Can you change every "traffic monitoring" in the data below to "seafood inspection" and give the lines again with nothing else altered? Leave the pictures out of your answer.

:: ENTRIES SUPPLIED ::

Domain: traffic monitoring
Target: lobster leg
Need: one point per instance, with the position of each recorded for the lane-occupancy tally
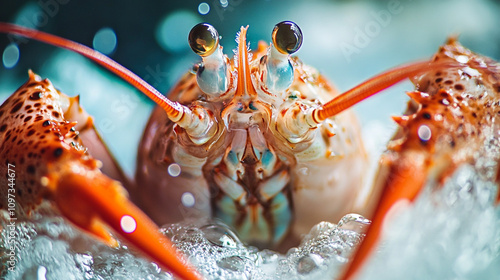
(400, 182)
(39, 139)
(91, 201)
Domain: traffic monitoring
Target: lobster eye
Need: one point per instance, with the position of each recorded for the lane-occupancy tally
(287, 37)
(203, 39)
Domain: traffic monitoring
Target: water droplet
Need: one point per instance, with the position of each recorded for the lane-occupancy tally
(10, 56)
(354, 222)
(105, 40)
(424, 133)
(203, 8)
(128, 224)
(187, 199)
(309, 263)
(174, 170)
(220, 235)
(233, 263)
(41, 273)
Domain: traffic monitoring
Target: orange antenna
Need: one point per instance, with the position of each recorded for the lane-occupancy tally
(174, 110)
(371, 87)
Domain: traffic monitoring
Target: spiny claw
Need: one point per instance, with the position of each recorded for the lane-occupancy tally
(406, 178)
(93, 201)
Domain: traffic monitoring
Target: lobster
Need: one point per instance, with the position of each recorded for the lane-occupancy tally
(251, 139)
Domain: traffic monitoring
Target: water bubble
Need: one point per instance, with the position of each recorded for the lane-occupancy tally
(187, 199)
(128, 224)
(105, 40)
(309, 263)
(354, 222)
(10, 56)
(220, 235)
(203, 8)
(174, 170)
(233, 263)
(424, 133)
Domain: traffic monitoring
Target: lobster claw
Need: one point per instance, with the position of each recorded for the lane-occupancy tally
(94, 202)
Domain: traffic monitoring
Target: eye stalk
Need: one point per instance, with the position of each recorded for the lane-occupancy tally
(276, 65)
(212, 74)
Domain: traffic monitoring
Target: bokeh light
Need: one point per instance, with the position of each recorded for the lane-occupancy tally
(105, 40)
(173, 30)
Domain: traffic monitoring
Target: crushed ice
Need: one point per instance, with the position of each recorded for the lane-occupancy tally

:::

_TASK SOLUTION_:
Domain: seafood inspection
Target: lobster leg
Need: one point per instance, with the position of each recorded for the lane-occupancy tally
(400, 182)
(39, 139)
(91, 201)
Domain: seafood inspection
Target: lobster eye
Need: one point per instance, with the position of each recorded for the lane-occupancy tally
(287, 37)
(203, 39)
Domain: seafood inspection
Target: water droplet
Need: one point per instance, with the position of each recorded for the lane-occupancy tally
(10, 56)
(354, 222)
(105, 40)
(424, 133)
(203, 8)
(128, 224)
(187, 199)
(309, 263)
(174, 170)
(220, 235)
(233, 263)
(41, 273)
Domain: seafood inspection
Target: orange antenna
Need: one point per instance, with the position of each recorded for the lane-occupancy tally
(174, 110)
(371, 87)
Domain: seafood inspection
Target: spiny claw
Need: one point per instance, with the position of each recorded for the lane-occupancy tally
(406, 178)
(93, 201)
Domain: seafood inspection
Target: lobster
Need: one point per instance, with the position of each recorded for the lane-occupancy tally
(251, 139)
Domain: seafood inspection
Target: water bubble
Need: one point per instance, with the position of each recorded for the lane-occupancy tally
(187, 199)
(128, 224)
(105, 40)
(309, 263)
(354, 222)
(10, 56)
(220, 235)
(203, 8)
(174, 170)
(233, 263)
(424, 133)
Domain: seafood inspection
Target: lobster claw
Need: one point per instance, with the position of each recorded for the lane-occupancy tally
(94, 202)
Domain: seafood inspection
Target: eye stalk
Need: one point per instance, with the position of each recorded for the lane-occupancy tally
(276, 65)
(212, 74)
Domain: seafood inspection
Target: bokeh light
Need: one point per instance, with the position of each recorded for the lane-occupancy tally
(105, 40)
(173, 30)
Domain: seafood inspection
Target: crushed ice
Need: one point per instance, with the position of each recorded for the lane-occupancy tally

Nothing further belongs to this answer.